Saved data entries
********************
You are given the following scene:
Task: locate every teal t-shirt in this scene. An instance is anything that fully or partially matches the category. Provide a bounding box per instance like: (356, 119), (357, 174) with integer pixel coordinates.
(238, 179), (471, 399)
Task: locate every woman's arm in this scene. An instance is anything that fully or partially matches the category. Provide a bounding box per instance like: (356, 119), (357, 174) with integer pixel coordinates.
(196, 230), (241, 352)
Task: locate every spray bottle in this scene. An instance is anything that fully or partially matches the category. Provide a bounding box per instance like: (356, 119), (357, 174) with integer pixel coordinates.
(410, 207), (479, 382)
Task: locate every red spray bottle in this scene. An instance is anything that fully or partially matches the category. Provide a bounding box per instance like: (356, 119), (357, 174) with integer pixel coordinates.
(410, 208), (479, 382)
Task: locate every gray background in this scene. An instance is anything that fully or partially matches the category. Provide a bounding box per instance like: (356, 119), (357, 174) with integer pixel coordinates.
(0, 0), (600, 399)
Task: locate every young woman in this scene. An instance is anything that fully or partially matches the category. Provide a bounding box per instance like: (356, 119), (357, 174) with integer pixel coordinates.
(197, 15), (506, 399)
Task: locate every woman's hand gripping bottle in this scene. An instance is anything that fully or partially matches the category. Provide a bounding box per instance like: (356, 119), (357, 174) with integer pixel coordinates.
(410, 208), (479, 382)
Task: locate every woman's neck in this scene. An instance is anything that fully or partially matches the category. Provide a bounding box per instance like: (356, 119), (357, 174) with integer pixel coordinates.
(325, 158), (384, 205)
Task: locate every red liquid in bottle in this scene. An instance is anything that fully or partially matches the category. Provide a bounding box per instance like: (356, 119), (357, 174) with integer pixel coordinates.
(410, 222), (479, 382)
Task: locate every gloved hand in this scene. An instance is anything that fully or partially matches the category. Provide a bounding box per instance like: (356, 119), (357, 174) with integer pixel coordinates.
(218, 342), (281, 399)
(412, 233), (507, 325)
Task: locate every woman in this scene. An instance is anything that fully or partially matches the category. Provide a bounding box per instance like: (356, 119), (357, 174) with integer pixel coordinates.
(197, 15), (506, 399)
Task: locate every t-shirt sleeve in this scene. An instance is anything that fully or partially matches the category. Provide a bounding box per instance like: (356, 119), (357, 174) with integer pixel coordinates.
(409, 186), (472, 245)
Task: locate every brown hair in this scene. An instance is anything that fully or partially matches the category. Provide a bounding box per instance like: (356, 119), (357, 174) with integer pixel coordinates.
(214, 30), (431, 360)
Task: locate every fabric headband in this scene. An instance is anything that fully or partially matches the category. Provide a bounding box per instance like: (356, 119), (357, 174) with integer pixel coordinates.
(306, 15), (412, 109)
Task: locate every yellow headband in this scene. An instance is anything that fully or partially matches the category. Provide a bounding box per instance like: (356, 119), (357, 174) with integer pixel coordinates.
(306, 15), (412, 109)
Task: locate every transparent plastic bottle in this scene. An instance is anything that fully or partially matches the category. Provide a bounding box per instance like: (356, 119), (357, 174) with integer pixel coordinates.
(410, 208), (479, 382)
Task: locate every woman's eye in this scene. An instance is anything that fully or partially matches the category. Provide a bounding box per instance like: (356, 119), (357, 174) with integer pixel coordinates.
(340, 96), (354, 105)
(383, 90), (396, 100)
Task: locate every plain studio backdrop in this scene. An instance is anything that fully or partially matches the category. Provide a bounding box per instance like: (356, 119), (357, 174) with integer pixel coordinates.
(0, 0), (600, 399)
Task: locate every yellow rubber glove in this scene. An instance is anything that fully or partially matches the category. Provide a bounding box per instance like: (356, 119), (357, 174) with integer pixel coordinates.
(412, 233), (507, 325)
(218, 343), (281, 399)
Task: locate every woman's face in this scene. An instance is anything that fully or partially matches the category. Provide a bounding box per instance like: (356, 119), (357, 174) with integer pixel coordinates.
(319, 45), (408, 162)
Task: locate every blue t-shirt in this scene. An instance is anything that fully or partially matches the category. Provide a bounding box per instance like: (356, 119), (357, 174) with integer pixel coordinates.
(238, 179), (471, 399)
********************
__Set task__:
Output every line from the one containing "Task: locate every transparent" through the end of the items as a JSON list of strings, one string per line. Leave out any blank lines.

__Correct answer__:
[
  "Task: locate every transparent plastic bottle in this scene. An instance is anything that fully or partially matches the category. Provide a bounding box per instance like: (356, 119), (357, 174) with integer pixel coordinates.",
  "(410, 208), (479, 382)",
  "Task: locate every woman's eye in this scene. An instance is anything that fully or partially matches the category. Provide a bounding box per instance like: (356, 119), (357, 174) with integer pixel coordinates.",
  "(340, 96), (354, 105)",
  "(383, 90), (396, 100)",
  "Task: locate every plain studio backdrop in this scene. An instance is anything that fully or partially matches the category. Provide a bounding box per instance like: (356, 119), (357, 174) with integer pixel coordinates.",
  "(0, 0), (600, 399)",
  "Task: locate every yellow rubber glove in this scene. An instance is anything that fully or partially matches the category. Provide a bounding box per instance like: (356, 119), (357, 174) with integer pixel coordinates.",
  "(412, 233), (507, 325)",
  "(218, 343), (281, 399)",
  "Task: locate every woman's face in this scene. An instance is anything that fully or partially matches the category. Provide a bounding box per instance like: (356, 119), (357, 174) with integer pixel coordinates.",
  "(319, 45), (408, 162)",
  "Task: locate every blue t-shirt in this scene. An instance is anything that fully or partially matches the category. Provide a bounding box per instance like: (356, 119), (357, 174) with integer pixel coordinates.",
  "(238, 179), (471, 399)"
]